#### [YOUR INSTRUCTIONS]
Write out every entry exactly as it appears, omitting the pictures.

** Opening MATERIAL FOR THIS TASK block **

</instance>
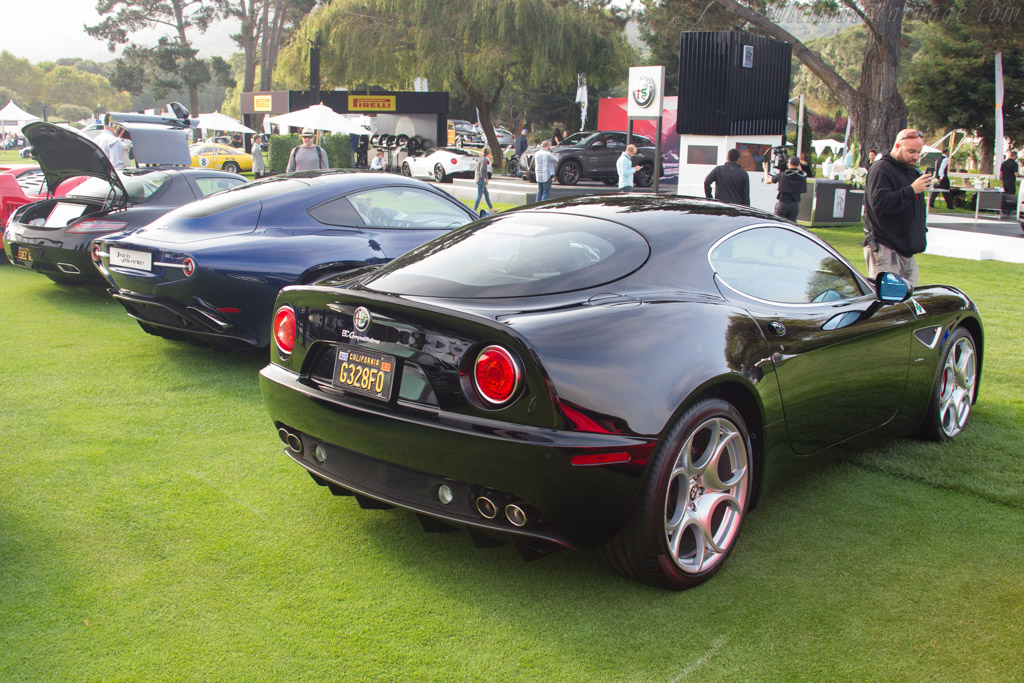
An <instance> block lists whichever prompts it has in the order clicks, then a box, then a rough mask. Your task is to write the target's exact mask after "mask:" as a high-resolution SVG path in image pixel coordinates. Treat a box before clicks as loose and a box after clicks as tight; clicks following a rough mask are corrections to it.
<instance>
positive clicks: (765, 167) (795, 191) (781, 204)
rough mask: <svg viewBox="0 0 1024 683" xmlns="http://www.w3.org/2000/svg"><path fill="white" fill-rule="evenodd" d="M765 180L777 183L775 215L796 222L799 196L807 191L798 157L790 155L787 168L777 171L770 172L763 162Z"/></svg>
mask: <svg viewBox="0 0 1024 683" xmlns="http://www.w3.org/2000/svg"><path fill="white" fill-rule="evenodd" d="M765 182H767V183H768V184H771V183H773V182H777V183H778V202H776V203H775V215H776V216H778V217H779V218H786V219H788V220H792V221H793V222H797V214H799V213H800V196H801V195H803V194H804V193H806V191H807V175H806V174H805V173H804V172H803V171H802V170H801V169H800V159H798V158H797V157H790V164H788V168H786V169H785V171H780V172H779V173H774V174H772V173H771V168H770V166H769V165H768V164H765Z"/></svg>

** Closing MATERIAL FOR THIS TASK block **

#### [ANSWER AREA]
</instance>
An <instance> block lists whichever prompts it has in the order clicks, then a box, then a rough mask. Your task is to write the target's exact mask after "mask:" as a high-resolution SVG path in image pixel coordinates. Treat a box before clicks as loose and a box after clicks as tight; clicks following a rough mask are corrections to it.
<instance>
positive clicks: (765, 167) (795, 191) (781, 204)
rough mask: <svg viewBox="0 0 1024 683" xmlns="http://www.w3.org/2000/svg"><path fill="white" fill-rule="evenodd" d="M765 180L777 183L775 215L796 222L799 196L807 191L798 157L790 155L787 168L777 171L770 172L763 162Z"/></svg>
mask: <svg viewBox="0 0 1024 683" xmlns="http://www.w3.org/2000/svg"><path fill="white" fill-rule="evenodd" d="M765 182H767V183H768V184H771V183H773V182H777V183H778V202H776V203H775V215H776V216H778V217H779V218H786V219H788V220H792V221H793V222H797V214H799V213H800V196H801V195H803V194H804V193H806V191H807V175H806V174H805V173H804V172H803V171H802V170H801V169H800V159H798V158H797V157H790V164H788V168H786V169H785V171H780V172H779V173H774V174H772V173H771V168H770V166H769V165H768V164H765Z"/></svg>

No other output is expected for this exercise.